Selected text:
Freud’s model of the mind is a dynamic one – that is, it envisages the mind as being in a constant state of flux and conflict between impulses arising in one part of the mind and defences against these impulses. His first model of the mind had been based on repression. What we cannot stand to think or remember, we learn to repress from consciousness. The unconscious – usually metaphorically conceived of as a deeper layer of the mind – exerts constant pressure to bring this material back to light. It comes up again in dreams, jokes, forgettings, ‘Freudian slips’, associations of ideas. Ideas are smuggled across the repression barrier in various forms, and in various ways we continue to forget and deny. This simple model, of repression, and the return of the repressed, is still a perfectly adequate way of describing many mental manoeuvres. Much psychic pain can be relieved by enabling people to remember what happened in a context where they feel safe. One of its virtues is to remind us that if we have to repress a lot, we lose a great deal of mental energy in the process. Psychoanalysis should enable us to accept ourselves more and thus release some of the instinctual energy which makes experience more vivid and life more enjoyable.
Quite soon, Freud came to realize that it was not just a question of getting people to remember. So many of his female patients ‘remembered’ sexual advances from their fathers that he came to believe that in at least some cases the memory was an unconscious fantasy, prompted by the universal and intolerable wish that we could have a sexual relationship with both our parents. It was this development of the theory which was to make Freud, and psychoanalysis, notorious. The idea that babies and children had sexual desires, even if they were expressed via oral and anal images and ideas, was unbearable. Persistent attempts were made to get him to redefine the sexual basis of our interest in each other as love; and some argue that attachment theories come close to doing the same thing. Freud was adamant. He wanted to keep the link between psychoanalysis and the body, and the promptings of the body, although he also wanted to maintain that unconscious fantasy about the body was distinct from physiological reality. Conversely, he has frequently been accused of avoiding the fact that some adults really do act on their sexual impulses towards children; that this is not the patient’s childish fantasy but memory. It is clear that he always knew that sexual abuse of children by adults was possible, but here too there is continuing indignation at the idea that children might have spontaneous sexual and aggressive fantasies as well as being subject to those of adults. The object-relations tradition has laid more emphasis on their aggressive fantasies.

Study material:
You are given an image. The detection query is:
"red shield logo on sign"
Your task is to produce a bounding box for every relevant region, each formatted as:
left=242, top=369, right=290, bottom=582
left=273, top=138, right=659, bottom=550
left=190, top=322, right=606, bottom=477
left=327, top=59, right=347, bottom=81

Required tasks:
**A.** In the text on Freud's model of the mind, why did Freud come to believe that some of his patients' memories were unconscious fantasies?
**B.** Do the following statements agree with the text on Freud's model of the mind? Answer yes or no for each, quoting the deciding words of the text.
(i) Freud's model sees the mind as being in a constant state of flux and conflict.
(ii) Freud agreed to redefine the sexual basis of our interest in each other as love.
(iii) Freud held that sexual abuse of children by adults was impossible.

Answers for this exercise:
**A.** So many of his female patients "remembered" sexual advances from their fathers that he came to believe at least some of these memories were unconscious fantasies. He thought they were prompted by the universal and intolerable wish to have a sexual relationship with both parents.

**B.**
(i) Yes: "it envisages the mind as being in a constant state of flux and conflict"
(ii) No: "Freud was adamant."
(iii) No: "It is clear that he always knew that sexual abuse of children by adults was possible"